**Objective a**: Name every Iowa governor, former or current, mentioned in the article on the CO2 pipeline update.

**Reading passage**:
Supervisors hear CO2 pipeline update

Friday, June 17, 2022

At Tuesday’s Board of Supervisors meeting, a spokesman for Summit Carbon Solutions (SCS), the company proposing a liquid CO2 pipeline through Cherokee County, presented all the positives involved in the project, including a projected $2 million annual property tax payday for the county.

And though that appealing morsel turned heads throughout the room, it didn’t prevent the specter of the known pitfalls associated with such a project from hanging over the proceedings like a CO2 cloud.

Among those pitfalls: Liquid CO2 is hazardous and a deadly asphyxiant; as a form of coercion from the jump, SCS has threatened possible use of eminent domain to secure land easement rights; SCS promoters, employees and investors form a powerful political contingent, including Iowa governors past and present; SCS and supporters continue proceeding as it’s all a done deal despite few landowners signing over easements and tons of pushback by opposition from many fronts and their attorneys.

According to the SCS spokesman, the Iowa Utilities Board will decide on issuing the required permits in June 2023, about a year ;later than initially proposed. The three-members of IUB are Republicans with two appointed by former Iowa Gov. Terry Branstad, and one by current Gov. Kim Reynolds. Former Democrat Iowa Gov. Tom Vilsack, current USDA Secretary, and son Jesse (SCS General Counsel) are also on board the pipeline project.

**Objective b**: In the rows, change "Vertices" to "Corner points" everywhere from the line containing "of the plaid" down to the line containing "M 125 138 L". Return only those lines, otherwise unchanged.

**Data provided**:
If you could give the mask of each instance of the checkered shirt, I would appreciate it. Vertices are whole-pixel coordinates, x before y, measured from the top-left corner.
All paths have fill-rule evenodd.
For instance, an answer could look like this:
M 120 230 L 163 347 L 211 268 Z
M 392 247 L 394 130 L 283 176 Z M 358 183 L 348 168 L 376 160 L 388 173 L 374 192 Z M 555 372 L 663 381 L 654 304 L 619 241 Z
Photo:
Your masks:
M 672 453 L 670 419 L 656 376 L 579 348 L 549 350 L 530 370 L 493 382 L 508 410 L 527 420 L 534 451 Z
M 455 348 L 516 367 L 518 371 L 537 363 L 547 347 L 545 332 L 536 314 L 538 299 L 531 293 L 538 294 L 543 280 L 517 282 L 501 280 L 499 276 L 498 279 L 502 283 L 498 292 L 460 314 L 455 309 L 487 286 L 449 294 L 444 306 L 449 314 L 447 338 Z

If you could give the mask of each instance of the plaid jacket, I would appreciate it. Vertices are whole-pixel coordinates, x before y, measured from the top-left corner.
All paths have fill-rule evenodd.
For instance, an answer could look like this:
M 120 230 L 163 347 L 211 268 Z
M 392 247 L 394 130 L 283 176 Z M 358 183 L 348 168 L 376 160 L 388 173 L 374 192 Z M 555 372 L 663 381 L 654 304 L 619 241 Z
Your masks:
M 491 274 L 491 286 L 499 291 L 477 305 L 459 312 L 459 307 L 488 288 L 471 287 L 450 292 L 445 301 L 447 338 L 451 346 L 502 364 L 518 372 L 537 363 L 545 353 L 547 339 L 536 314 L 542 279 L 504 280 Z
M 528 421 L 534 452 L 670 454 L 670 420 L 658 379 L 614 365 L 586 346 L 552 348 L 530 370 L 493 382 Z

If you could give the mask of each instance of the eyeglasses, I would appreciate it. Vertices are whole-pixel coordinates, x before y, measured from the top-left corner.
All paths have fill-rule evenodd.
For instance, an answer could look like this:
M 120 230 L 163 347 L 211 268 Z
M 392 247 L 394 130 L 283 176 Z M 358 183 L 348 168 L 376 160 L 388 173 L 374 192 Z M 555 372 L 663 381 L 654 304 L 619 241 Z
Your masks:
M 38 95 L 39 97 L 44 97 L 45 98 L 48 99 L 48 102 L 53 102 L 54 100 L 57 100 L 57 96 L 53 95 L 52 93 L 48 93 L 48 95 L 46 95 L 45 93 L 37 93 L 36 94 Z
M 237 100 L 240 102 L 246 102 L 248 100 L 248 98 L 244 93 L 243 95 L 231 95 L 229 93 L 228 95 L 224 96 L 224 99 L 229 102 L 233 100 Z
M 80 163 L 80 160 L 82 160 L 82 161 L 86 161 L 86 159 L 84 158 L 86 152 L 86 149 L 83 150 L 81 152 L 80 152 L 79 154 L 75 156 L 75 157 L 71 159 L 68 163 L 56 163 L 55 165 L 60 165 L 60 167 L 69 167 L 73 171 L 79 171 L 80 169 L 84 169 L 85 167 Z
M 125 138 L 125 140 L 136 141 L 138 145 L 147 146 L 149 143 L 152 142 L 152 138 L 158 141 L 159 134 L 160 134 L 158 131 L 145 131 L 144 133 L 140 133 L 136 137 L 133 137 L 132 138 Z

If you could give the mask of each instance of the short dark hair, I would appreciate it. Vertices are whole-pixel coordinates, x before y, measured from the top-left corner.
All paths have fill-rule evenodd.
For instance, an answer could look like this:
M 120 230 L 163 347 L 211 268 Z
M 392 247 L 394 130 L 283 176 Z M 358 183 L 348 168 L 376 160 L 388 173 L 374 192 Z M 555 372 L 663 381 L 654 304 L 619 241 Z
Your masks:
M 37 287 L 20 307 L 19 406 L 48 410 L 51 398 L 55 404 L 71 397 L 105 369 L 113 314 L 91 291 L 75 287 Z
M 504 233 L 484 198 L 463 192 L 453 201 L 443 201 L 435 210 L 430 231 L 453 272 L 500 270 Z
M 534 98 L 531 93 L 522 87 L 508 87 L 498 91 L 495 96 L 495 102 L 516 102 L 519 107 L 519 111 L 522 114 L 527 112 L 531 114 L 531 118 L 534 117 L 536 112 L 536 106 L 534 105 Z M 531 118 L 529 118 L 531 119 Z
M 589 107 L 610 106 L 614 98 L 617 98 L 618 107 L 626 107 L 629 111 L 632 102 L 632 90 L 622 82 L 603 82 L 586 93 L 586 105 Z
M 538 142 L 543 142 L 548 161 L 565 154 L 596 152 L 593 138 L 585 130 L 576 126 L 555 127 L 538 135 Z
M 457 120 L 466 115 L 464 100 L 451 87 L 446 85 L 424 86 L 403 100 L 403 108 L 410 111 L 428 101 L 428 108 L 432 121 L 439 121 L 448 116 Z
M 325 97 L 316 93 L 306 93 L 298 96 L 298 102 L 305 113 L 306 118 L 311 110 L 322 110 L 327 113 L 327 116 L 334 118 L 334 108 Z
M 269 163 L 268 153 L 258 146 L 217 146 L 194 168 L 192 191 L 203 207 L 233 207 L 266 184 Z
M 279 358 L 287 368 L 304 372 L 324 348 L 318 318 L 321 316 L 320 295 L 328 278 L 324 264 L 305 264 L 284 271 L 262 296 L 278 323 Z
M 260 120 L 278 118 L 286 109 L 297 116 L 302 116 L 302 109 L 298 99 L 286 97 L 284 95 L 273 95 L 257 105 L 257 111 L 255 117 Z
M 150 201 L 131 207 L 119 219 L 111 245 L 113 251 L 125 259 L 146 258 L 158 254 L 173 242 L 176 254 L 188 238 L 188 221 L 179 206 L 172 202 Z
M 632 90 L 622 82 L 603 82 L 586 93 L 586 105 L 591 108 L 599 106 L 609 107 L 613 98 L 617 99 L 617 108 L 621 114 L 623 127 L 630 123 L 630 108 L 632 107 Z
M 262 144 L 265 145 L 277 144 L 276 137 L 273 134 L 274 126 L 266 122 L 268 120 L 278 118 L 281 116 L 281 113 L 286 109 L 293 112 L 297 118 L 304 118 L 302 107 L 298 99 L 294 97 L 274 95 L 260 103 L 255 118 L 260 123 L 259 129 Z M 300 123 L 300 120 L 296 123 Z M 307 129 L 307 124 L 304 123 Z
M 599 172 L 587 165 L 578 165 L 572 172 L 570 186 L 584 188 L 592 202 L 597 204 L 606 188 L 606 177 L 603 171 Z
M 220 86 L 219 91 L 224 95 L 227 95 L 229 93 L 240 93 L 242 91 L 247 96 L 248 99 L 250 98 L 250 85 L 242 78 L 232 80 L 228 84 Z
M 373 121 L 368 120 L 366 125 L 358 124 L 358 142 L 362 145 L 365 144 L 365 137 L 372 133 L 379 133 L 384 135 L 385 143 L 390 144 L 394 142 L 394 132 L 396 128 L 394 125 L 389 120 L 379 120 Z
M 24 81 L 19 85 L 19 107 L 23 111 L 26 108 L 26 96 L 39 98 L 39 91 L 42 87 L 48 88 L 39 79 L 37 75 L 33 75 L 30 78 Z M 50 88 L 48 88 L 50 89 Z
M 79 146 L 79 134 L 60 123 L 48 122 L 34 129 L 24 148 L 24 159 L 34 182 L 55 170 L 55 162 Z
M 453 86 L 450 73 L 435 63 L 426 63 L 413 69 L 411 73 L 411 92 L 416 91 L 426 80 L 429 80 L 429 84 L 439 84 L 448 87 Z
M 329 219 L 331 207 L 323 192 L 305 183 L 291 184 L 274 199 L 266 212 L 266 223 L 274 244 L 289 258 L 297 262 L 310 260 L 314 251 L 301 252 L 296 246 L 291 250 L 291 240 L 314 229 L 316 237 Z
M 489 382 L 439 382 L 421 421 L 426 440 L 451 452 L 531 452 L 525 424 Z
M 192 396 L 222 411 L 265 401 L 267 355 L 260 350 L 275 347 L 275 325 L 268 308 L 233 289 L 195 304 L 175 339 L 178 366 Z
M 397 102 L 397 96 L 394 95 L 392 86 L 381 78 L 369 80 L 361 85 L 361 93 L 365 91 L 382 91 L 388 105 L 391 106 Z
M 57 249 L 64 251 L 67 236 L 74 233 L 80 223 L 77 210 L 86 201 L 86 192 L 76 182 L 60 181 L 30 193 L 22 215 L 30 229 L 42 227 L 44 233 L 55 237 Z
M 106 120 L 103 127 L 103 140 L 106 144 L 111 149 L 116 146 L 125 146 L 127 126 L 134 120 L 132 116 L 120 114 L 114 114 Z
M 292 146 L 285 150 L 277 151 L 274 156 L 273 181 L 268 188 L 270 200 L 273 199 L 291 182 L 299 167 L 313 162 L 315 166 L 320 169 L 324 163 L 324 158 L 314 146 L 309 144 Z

**Finished answer a**: Terry Branstad, Kim Reynolds, Tom Vilsack

**Finished answer b**:
If you could give the mask of each instance of the plaid jacket, I would appreciate it. Corner points are whole-pixel coordinates, x before y, measured from the top-left corner.
All paths have fill-rule evenodd.
For instance, an answer could look like this:
M 120 230 L 163 347 L 211 268 Z
M 392 247 L 394 130 L 283 176 Z M 358 183 L 348 168 L 376 160 L 388 173 L 374 192 Z M 555 372 L 663 381 L 654 304 L 619 241 Z
Your masks:
M 491 274 L 491 286 L 499 291 L 477 305 L 459 312 L 459 307 L 488 288 L 471 287 L 450 292 L 445 301 L 447 338 L 451 346 L 502 364 L 518 372 L 537 363 L 545 353 L 547 339 L 536 314 L 542 279 L 504 280 Z
M 528 421 L 534 452 L 670 454 L 670 420 L 658 379 L 614 365 L 586 346 L 552 348 L 530 370 L 493 382 Z

If you could give the mask of each instance of the eyeglasses, I would appreciate it. Corner points are whole-pixel coordinates, x before y, measured from the top-left corner.
All paths have fill-rule evenodd.
For instance, an answer could look like this:
M 120 230 L 163 347 L 211 268 Z
M 392 247 L 394 130 L 283 176 Z M 358 183 L 348 168 L 376 160 L 388 173 L 374 192 Z M 555 372 L 663 381 L 654 304 L 619 241 Z
Your masks:
M 38 95 L 39 97 L 44 97 L 45 98 L 48 99 L 48 102 L 53 102 L 54 100 L 57 100 L 57 96 L 53 95 L 52 93 L 48 93 L 48 95 L 46 95 L 45 93 L 37 93 L 36 94 Z
M 237 100 L 240 102 L 246 102 L 248 100 L 248 98 L 244 93 L 243 95 L 231 95 L 229 93 L 228 95 L 224 96 L 224 99 L 229 102 L 233 100 Z
M 80 163 L 80 160 L 82 160 L 82 161 L 86 161 L 86 159 L 84 158 L 86 152 L 86 149 L 83 150 L 81 152 L 80 152 L 79 154 L 75 156 L 75 157 L 71 159 L 68 163 L 56 163 L 55 165 L 60 165 L 60 167 L 69 167 L 73 171 L 79 171 L 80 169 L 84 169 L 85 167 Z
M 125 138 L 125 140 L 136 141 L 138 145 L 147 146 L 149 143 L 152 142 L 152 138 L 158 141 L 159 134 L 160 134 L 158 131 L 145 131 L 144 133 L 140 133 L 136 137 L 133 137 L 132 138 Z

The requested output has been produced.